--- Start Provided records ---

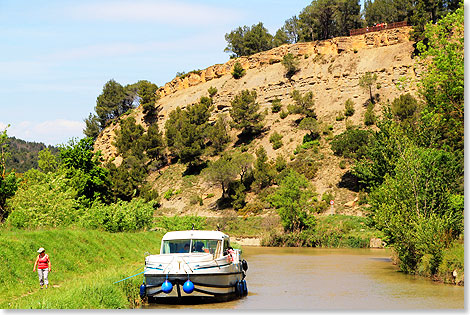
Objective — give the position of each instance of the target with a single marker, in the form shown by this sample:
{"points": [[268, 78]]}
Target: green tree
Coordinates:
{"points": [[185, 131], [291, 29], [243, 163], [310, 124], [82, 167], [369, 115], [349, 108], [112, 102], [347, 16], [147, 94], [128, 138], [280, 38], [415, 208], [238, 71], [47, 161], [291, 64], [404, 107], [212, 91], [317, 20], [92, 126], [353, 143], [8, 180], [218, 135], [245, 41], [276, 140], [263, 172], [44, 200], [381, 153], [303, 104], [245, 113], [222, 171], [154, 145], [366, 81], [292, 200], [128, 178], [443, 82]]}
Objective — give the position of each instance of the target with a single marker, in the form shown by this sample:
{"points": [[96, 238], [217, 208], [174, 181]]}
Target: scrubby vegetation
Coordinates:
{"points": [[406, 165], [81, 283]]}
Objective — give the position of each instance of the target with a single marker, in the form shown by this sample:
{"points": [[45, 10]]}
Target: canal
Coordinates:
{"points": [[333, 279]]}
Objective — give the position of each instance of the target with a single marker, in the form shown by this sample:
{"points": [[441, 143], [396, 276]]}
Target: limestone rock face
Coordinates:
{"points": [[327, 47], [329, 69]]}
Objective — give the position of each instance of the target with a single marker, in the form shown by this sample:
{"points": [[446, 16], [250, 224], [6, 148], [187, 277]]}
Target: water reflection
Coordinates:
{"points": [[333, 279]]}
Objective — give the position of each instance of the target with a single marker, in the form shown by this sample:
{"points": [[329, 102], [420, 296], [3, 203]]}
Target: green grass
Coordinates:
{"points": [[85, 264]]}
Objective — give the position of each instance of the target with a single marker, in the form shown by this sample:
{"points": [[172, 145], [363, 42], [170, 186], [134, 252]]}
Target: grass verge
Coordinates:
{"points": [[85, 264]]}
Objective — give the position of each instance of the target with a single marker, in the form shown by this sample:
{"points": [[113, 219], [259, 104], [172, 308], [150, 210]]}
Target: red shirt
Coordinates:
{"points": [[43, 262]]}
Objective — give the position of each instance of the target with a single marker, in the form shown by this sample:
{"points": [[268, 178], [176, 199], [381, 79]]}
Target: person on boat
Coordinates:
{"points": [[43, 264], [185, 249]]}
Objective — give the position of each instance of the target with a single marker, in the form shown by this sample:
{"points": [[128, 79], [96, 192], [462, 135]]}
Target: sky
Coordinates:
{"points": [[55, 56]]}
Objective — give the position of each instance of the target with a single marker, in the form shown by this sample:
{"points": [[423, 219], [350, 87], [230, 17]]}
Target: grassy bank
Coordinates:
{"points": [[85, 264]]}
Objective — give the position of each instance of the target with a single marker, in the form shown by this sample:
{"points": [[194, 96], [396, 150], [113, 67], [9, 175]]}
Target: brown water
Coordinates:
{"points": [[333, 279]]}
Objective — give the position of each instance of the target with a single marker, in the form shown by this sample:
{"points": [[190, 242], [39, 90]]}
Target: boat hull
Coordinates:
{"points": [[206, 285]]}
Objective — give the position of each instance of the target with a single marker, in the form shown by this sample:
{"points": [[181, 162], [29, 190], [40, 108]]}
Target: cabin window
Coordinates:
{"points": [[204, 246], [176, 246], [187, 246]]}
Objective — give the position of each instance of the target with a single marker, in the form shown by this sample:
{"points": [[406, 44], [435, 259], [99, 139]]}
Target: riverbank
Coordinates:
{"points": [[85, 264]]}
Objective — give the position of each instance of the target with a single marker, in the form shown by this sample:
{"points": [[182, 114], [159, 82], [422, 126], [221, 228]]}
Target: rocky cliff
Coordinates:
{"points": [[330, 69]]}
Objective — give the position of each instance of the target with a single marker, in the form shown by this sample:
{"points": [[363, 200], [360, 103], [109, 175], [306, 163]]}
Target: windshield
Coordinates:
{"points": [[188, 245]]}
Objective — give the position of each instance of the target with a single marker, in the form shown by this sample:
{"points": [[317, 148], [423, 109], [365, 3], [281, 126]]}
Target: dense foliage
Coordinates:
{"points": [[23, 155], [324, 19], [413, 166], [245, 113], [116, 100]]}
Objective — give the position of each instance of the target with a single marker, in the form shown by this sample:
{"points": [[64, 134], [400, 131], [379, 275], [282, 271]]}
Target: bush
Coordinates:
{"points": [[291, 64], [252, 208], [212, 91], [369, 115], [238, 71], [122, 216], [168, 194], [44, 200], [404, 107], [276, 140], [276, 106], [283, 114], [196, 199], [292, 201], [306, 163], [349, 108], [352, 143], [181, 223], [340, 116]]}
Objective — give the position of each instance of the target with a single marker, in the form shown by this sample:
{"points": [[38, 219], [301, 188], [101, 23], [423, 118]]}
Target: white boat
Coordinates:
{"points": [[195, 264]]}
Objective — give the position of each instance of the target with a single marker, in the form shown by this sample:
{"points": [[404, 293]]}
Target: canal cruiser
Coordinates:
{"points": [[195, 263]]}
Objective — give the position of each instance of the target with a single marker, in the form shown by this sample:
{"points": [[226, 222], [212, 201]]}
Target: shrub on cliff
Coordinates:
{"points": [[291, 64], [119, 217], [245, 113], [238, 71]]}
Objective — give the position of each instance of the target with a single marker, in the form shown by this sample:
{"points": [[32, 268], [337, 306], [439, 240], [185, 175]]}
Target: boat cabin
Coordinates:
{"points": [[195, 241]]}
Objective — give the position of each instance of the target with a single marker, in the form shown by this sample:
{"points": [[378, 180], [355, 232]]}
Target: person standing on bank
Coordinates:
{"points": [[43, 263]]}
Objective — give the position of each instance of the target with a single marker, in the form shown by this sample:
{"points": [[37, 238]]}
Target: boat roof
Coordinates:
{"points": [[195, 234]]}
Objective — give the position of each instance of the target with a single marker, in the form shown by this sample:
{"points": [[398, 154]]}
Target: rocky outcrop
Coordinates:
{"points": [[333, 46], [329, 69]]}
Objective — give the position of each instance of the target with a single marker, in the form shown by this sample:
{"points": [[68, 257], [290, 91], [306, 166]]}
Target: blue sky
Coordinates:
{"points": [[56, 56]]}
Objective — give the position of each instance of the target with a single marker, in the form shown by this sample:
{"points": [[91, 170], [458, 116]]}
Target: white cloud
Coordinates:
{"points": [[53, 132], [169, 12]]}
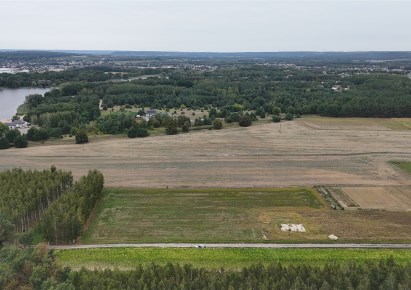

--- End Provided records ---

Given task: List every row above that contains the word "green", matching its case exactly.

Solution below:
Target: green tree
Target: green grass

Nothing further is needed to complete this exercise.